# Exercise requirements
Without skipping a line, reproduce the entries exactly.

# Record extracts
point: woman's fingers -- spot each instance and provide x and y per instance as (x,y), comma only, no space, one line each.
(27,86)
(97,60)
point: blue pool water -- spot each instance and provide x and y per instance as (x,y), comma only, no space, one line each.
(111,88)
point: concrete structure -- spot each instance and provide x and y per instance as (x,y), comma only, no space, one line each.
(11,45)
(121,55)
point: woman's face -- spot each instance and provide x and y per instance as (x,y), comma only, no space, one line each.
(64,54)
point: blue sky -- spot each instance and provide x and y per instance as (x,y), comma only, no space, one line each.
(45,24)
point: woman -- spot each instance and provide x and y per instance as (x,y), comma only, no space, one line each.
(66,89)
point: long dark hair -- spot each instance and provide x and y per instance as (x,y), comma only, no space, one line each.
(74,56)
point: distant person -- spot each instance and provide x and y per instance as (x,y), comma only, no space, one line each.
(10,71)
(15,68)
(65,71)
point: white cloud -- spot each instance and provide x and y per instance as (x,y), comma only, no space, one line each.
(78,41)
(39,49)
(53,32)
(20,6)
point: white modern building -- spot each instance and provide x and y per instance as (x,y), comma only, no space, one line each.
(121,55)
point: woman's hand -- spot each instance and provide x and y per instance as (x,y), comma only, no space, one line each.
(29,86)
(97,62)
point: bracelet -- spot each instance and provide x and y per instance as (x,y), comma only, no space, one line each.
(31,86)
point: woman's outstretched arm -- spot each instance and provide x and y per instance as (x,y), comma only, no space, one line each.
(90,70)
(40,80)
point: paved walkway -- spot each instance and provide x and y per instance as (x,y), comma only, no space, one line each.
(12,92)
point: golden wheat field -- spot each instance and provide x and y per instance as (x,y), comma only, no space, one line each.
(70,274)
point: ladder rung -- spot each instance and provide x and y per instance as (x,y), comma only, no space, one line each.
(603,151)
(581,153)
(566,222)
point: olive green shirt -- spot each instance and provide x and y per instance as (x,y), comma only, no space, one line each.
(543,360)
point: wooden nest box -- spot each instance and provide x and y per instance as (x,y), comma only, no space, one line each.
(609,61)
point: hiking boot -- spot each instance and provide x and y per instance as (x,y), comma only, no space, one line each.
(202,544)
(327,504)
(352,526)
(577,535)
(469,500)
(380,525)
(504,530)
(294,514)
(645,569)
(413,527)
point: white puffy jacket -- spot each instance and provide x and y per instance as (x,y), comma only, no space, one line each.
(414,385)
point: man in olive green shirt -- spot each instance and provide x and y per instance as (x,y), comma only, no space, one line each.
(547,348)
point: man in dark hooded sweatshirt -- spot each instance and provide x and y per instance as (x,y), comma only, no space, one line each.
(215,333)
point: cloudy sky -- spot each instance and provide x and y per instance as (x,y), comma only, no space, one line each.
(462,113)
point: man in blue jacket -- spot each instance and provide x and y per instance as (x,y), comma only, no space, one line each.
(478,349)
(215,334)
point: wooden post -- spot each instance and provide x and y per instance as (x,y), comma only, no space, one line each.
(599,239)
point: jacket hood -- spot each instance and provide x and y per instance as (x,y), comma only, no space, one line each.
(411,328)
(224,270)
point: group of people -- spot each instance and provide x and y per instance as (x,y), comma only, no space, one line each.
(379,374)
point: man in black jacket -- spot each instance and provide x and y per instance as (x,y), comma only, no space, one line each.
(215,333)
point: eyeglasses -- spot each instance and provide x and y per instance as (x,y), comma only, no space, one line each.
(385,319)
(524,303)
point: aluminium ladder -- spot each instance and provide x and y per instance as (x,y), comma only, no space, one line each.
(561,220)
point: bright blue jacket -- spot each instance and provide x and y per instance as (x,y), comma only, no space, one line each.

# Output of the exercise
point: woman's fingers -- spot each instance and provide x and y per instance as (x,y), comma only, no space, one line each.
(27,86)
(97,60)
point: blue pool water -- spot each instance and provide x and y per instance as (x,y), comma only, no space, one line each.
(111,88)
point: concrete structure -- spot each instance and provide x and y per instance as (x,y), comma only, no space, one line each.
(11,45)
(121,55)
point: woman's face -- spot each instance and provide x and y per instance as (x,y), comma only, no space, one line each.
(64,54)
point: blue sky -- spot each instance and provide x and y per instance as (x,y), comma only, no space, one line each.
(45,24)
point: woman -- spot each instance and provide x and y per instance as (x,y), comma only, no space, one line each.
(66,89)
point: long dark hair -- spot each instance and provide x and y per instance as (x,y), comma only, no space, one line each.
(74,56)
point: distant person -- spot each instance and provide x and y per instance as (x,y), comma only, no space, one line each.
(10,71)
(15,68)
(65,71)
point: white cloud -- spot each instance and provide x and y per instance as (x,y), comma only, no space, one line each.
(78,41)
(39,49)
(53,32)
(20,6)
point: white modern building -- spot each instance and provide x and y per instance as (x,y), comma only, no space, one line each.
(121,55)
point: woman's hand -- spot each instance and provide x and y per instance as (x,y), comma only, no space, one line each.
(29,86)
(97,62)
point: bracelet -- spot each instance and provide x and y per instance as (x,y), comma only, no space, one line each.
(31,86)
point: woman's outstretched arm -- spot each instance and provide x and y per instance as (x,y), comma only, no space, one line each.
(90,70)
(40,80)
point: paved walkway -- spot each instance and provide x and y per instance as (x,y), comma only, no space, one line each.
(12,92)
point: golden wheat field -- spot each instance and provide x and y per instance as (x,y), comma only, no space, one line each.
(70,274)
point: ladder rung -- spot each instance and provide x and y per instance as (x,y), comma only, no space, one line each.
(603,151)
(581,153)
(566,222)
point: olive green shirt -- spot each instance and provide x and y per instance as (x,y), comma only, no space, one line each.
(543,360)
point: wooden nest box -- spot each instance and provide x and y per instance as (x,y), comma only, no space, one line each.
(609,61)
point: hiking boot -- spot each instance and provide x and y per instance as (x,y), comma only, no space, one line each.
(202,544)
(327,504)
(352,526)
(577,535)
(469,500)
(380,525)
(504,530)
(294,514)
(645,569)
(413,527)
point: white puffy jacket -- spot each instance and provide x and y per instance as (x,y), comma only, no space, one line each.
(414,385)
point: man in olive green shirt -- spot each instance and provide x and y per instance as (x,y), comma only, no space, one line each.
(547,348)
point: man in dark hooded sweatshirt -- spot each instance and provide x and y per instance as (x,y), comma only, no space, one line each.
(215,333)
point: cloudy sky -- spot each instance and provide x and y per instance as (x,y), comma only, no space, one line each.
(462,113)
point: man in blue jacket -- spot each instance and provide x and y per instance as (x,y), comma only, no space, one line each.
(478,349)
(215,334)
point: wooden post -- spot each instance and provide x and y per instance as (x,y), comma only, no space, one line each.
(599,239)
point: jacket hood -- spot each instance and provide x and y per instance as (x,y), comma only, no space, one line each.
(411,328)
(224,270)
point: group of people -- spot each instance and provide x and y per instance as (x,y), comma only, no space, one line each.
(379,374)
point: man in black jacket -- spot each instance and provide x and y per instance as (x,y), comma only, no space, one line each.
(215,333)
point: eyeglasses -- spot each instance and provide x and y per instance as (x,y), comma only, no space, one line each.
(385,319)
(524,303)
point: aluminium ladder -- spot each instance and provide x and y per instance as (x,y), comma only, no space, one line each.
(561,220)
point: bright blue jacket -- spot each instance and provide x and y per instance as (x,y), comma only, no space, one line each.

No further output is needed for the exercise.